## Short exercise:
Continue the court order in Tyson v. Pitt County Government below, starting right after its final sentence.

## Passage to read:
──────
Tyson v. Pitt County Government, 919 F. Supp. 205 (E.D.N.C. 1996)

US District Court for the Eastern District of North Carolina - 919 F. Supp. 205 (E.D.N.C. 1996)
March 28, 1996

919 F. Supp. 205 (1996)

James TYSON, Plaintiff, v. The PITT COUNTY GOVERNMENT; Pitt County Department of Social Services; Edward Garrison, Director; George Perry, Administrator; Ruth Hines, Supervisor, in their official and individual capacity, Defendants.

No. 4:95-CV-133-H-3.

United States District Court, E.D. North Carolina, Eastern Division.

March 28, 1996.

James Tyson, pro se.

Pamela Weaver Best, Pitt Co. Legal Dept., Greenville, NC, Cheryl A. Marteney, Ward & Smith, P.A., New Bern, NC, for defendants.

  ORDER

MALCOLM J. HOWARD, District Judge.

This matter is before the court on plaintiff's letter to the court which will be treated as a motion to appoint counsel and a motion to stay further action in this matter until the court appoints an attorney. There is also defendants' motion to dismiss which is ripe in this action.[1] The court will render a *206 decision on this motion to dismiss in a later order.
──────
## Dataset rows:
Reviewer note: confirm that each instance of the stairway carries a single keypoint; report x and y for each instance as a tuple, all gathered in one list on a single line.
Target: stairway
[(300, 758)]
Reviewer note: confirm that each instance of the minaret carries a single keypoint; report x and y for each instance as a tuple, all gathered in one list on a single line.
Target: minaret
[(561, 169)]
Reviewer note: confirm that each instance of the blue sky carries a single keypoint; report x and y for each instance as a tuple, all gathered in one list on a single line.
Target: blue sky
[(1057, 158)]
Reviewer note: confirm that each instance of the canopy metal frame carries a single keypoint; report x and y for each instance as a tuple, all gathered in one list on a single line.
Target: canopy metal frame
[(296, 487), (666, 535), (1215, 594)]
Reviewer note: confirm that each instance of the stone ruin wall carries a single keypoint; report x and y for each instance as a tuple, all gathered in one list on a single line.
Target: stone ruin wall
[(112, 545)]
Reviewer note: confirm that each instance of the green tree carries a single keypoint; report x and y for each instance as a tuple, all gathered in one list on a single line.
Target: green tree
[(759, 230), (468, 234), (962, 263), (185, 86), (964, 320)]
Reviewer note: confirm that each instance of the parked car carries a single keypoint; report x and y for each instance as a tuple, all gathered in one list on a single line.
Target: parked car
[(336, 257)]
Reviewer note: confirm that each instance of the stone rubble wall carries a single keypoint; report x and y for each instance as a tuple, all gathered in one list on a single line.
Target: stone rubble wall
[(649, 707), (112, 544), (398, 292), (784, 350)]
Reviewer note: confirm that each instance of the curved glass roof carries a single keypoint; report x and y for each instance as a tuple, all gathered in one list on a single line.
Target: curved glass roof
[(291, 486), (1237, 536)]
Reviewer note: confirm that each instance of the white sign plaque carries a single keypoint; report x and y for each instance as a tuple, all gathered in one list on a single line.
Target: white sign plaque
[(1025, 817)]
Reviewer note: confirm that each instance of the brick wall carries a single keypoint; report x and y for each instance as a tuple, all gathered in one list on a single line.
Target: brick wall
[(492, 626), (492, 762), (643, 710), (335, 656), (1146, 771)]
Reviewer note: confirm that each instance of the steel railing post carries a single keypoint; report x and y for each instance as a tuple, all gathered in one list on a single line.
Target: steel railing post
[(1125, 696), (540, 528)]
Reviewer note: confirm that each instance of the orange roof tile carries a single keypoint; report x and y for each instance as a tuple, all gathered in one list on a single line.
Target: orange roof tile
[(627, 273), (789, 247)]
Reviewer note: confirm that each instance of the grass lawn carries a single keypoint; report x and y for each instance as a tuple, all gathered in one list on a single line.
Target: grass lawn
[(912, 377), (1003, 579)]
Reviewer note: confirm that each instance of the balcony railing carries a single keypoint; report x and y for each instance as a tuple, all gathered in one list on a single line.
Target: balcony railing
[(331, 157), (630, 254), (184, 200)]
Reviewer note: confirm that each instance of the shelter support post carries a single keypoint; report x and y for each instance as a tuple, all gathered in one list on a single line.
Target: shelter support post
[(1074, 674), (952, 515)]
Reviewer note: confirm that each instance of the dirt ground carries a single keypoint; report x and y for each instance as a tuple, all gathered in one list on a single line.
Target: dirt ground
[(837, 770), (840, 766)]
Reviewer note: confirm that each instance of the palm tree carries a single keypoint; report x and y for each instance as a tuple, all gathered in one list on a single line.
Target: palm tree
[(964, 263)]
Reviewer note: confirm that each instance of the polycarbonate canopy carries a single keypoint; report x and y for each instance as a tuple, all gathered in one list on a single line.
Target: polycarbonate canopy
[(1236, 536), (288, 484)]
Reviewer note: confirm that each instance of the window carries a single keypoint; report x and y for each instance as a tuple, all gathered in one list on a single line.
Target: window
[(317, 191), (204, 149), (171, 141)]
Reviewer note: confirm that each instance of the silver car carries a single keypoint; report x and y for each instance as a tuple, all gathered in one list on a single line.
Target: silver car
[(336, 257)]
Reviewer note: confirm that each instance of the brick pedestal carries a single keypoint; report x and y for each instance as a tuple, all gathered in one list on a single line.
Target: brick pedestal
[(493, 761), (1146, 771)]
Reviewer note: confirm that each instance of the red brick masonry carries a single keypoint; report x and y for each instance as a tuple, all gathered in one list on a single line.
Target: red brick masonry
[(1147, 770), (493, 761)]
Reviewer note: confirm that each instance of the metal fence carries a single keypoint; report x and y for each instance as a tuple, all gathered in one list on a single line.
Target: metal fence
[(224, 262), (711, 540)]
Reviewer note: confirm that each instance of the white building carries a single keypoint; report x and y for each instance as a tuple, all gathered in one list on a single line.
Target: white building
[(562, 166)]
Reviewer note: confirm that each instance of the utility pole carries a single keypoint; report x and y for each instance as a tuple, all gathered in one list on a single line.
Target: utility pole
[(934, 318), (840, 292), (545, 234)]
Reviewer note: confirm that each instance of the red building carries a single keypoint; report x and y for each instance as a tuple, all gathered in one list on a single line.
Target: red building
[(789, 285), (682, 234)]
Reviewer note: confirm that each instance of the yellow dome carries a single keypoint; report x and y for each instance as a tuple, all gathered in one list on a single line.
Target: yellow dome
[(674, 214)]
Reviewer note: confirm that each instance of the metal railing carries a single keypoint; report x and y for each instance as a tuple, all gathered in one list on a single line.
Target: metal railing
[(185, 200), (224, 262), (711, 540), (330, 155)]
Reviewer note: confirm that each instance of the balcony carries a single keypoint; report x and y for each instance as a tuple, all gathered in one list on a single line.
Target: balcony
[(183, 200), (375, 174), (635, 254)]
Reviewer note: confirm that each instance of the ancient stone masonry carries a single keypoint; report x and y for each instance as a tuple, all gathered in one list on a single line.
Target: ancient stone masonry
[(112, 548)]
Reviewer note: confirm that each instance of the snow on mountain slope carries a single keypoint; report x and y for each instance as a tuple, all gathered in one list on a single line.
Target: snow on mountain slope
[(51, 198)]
──────
## Written reply:
  STATEMENT OF CASE

This case was filed by the plaintiff on December 21, 1995, alleging discrimination in employment practices under 42 U.S.C. §§ 1981, 1983, and 1985, Title VII of the Civil Rights Act of 1964 (42 U.S.C. §§ 2000e 2000e-17), and the Age Discrimination in Employment Act (29 U.S.C. §§ 621-34). Plaintiff also claims violations of his constitutional right under the U.S. Constitution and intentional infliction of emotional distress. Plaintiff is attempting to bring this action pursuant to Equal Employment Opportunity Commission ("EEOC") Notice of Right to Sue issued to plaintiff on September 29, 1995.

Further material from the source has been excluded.